**RECORDS TO PROCESS**
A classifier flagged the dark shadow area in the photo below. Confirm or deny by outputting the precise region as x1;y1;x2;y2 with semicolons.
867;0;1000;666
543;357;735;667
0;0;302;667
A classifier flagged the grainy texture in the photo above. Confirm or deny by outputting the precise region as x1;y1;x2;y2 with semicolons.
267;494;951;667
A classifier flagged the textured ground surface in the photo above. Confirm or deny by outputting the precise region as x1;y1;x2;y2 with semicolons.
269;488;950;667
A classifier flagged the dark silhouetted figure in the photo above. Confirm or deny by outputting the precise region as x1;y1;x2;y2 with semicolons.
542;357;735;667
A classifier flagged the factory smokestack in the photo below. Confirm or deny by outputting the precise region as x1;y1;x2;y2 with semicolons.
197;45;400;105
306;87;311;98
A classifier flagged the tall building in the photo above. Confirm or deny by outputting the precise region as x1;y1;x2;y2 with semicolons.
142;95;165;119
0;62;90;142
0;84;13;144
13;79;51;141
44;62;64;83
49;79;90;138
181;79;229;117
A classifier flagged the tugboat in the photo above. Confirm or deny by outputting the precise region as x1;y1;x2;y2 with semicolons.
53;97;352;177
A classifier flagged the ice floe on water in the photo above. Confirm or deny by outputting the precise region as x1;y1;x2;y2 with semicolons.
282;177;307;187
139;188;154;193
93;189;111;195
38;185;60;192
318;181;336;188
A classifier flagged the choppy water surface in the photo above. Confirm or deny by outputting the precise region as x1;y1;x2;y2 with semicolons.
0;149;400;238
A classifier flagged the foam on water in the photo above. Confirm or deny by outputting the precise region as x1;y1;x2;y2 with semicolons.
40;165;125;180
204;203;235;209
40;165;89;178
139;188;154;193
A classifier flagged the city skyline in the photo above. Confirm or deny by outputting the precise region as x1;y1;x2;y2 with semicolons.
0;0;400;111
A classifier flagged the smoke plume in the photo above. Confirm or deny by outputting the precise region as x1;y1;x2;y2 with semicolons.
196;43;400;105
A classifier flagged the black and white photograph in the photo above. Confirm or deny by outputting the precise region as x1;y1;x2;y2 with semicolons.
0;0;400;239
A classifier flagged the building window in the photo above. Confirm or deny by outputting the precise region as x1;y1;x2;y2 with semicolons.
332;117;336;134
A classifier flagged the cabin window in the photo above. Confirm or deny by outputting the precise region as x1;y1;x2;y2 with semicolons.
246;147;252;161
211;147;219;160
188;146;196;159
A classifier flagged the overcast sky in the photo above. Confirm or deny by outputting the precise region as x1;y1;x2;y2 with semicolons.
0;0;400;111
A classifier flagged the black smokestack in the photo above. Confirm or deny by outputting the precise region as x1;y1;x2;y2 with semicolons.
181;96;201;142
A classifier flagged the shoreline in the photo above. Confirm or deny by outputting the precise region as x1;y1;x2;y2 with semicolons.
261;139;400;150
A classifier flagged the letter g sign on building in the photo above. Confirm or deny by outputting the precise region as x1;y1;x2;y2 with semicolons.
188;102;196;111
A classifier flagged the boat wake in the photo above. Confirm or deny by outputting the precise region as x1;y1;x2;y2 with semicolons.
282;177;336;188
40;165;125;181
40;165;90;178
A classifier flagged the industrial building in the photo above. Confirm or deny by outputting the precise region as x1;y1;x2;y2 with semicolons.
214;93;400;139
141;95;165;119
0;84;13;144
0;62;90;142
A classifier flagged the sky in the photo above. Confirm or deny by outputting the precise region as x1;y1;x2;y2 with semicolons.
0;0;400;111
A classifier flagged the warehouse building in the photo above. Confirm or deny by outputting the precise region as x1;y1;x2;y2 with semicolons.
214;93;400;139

**EXERCISE DIRECTIONS**
Copy all of these items word for word.

**EXERCISE RESPONSE**
A classifier flagged the dark shadow area in the photo below. Confirm or deny by outputting the precise region as x1;y1;x2;y2 with semicolons.
867;0;1000;666
543;357;735;667
0;0;302;667
A classifier flagged the grainy texture in the photo above. Confirm or deny by outputting the precise region as x1;y1;x2;y2 with semicolons.
267;494;951;667
A classifier flagged the textured ground surface in the photo above. Confirm or deny by outputting the precise region as x1;y1;x2;y2 with semicolons.
269;488;950;667
A classifier flagged the dark silhouetted figure in the photo above. Confirm or deny by outputting the precise region as x1;y1;x2;y2 with semicolons.
542;357;735;667
A classifier flagged the factory smokestack in the photo below. Confirm or deny by outputting the precise region as x1;y1;x2;y2 with semicolons.
197;45;400;105
306;87;311;98
A classifier flagged the tall building in the photo above. Confirm or deny by outputting the precise region as x1;y1;x2;y2 with semicolons.
142;95;165;119
0;62;90;142
0;84;13;144
13;79;51;141
44;62;64;83
49;79;90;138
181;79;229;117
A classifier flagged the tugboat in the photo above. Confirm or deny by outputting the precise region as x1;y1;x2;y2 with semicolons.
53;97;352;177
A classifier flagged the ice floe on water in the photo above. Confirm or deny by outputting the precise region as x1;y1;x2;y2 with semicolons.
282;177;307;187
139;188;154;193
93;189;111;195
38;185;60;192
318;181;336;188
A classifier flagged the choppy water surface in the photo above. Confirm or deny by outputting the precise region as x1;y1;x2;y2 with semicolons.
0;149;400;238
A classifier flagged the foam on water in the photo above. Confirm or deny by outputting the precise region as x1;y1;x2;y2 with semicolons.
40;165;125;180
204;203;235;209
40;165;89;178
139;188;154;193
A classifier flagged the city skyline in the photo above. Confirm or deny by outputting the precise region as x1;y1;x2;y2 with semicolons.
0;0;400;111
A classifier flagged the smoke plume in the photo above. Confirm or deny by outputting the precise region as x1;y1;x2;y2 with semicolons.
196;43;400;105
A classifier flagged the black and white photograph in the photo above. Confirm or deny by outputting the precise region as x1;y1;x2;y2 with semicolons.
0;0;400;239
A classifier flagged the building window in the photo above. Confirm or deny by outputting the precise region as x1;y1;x2;y2 with semicolons.
332;117;336;134
A classifier flagged the cabin window in the photo above. Confirm or deny by outputting the precise region as x1;y1;x2;y2 with semicolons.
246;147;252;161
211;147;219;160
188;146;196;159
A classifier flagged the overcast sky in the photo above. Confirm or deny by outputting the precise region as x1;y1;x2;y2 with semicolons.
0;0;400;111
A classifier flagged the black smokestack in the photo above. Confirm or deny by outputting the precise region as x1;y1;x2;y2 with semicolons.
181;96;201;142
A classifier flagged the shoreline in the photo above. Confirm or deny by outputting the precise region as x1;y1;x2;y2 with semicolons.
261;139;400;150
A classifier flagged the letter g sign on building in the photo above. Confirm or deny by outputting the precise region as x1;y1;x2;y2 with semicolons.
188;102;196;111
A classifier flagged the boat wake in the photo above. Confirm or deny by outputting the precise region as x1;y1;x2;y2 with semicolons.
282;177;336;188
40;165;125;181
40;165;90;178
A classifier flagged the industrial building in the photo above. Confirm or deny by outputting the precise region as x1;y1;x2;y2 with semicolons.
214;93;400;139
141;95;165;119
0;84;13;144
0;62;90;142
A classifier flagged the sky in the photo above. Confirm or deny by outputting the precise region as x1;y1;x2;y2 with semicolons.
0;0;400;111
A classifier flagged the warehouse building in the photo above. Confirm or deny by outputting the precise region as x1;y1;x2;y2 with semicolons.
214;93;400;139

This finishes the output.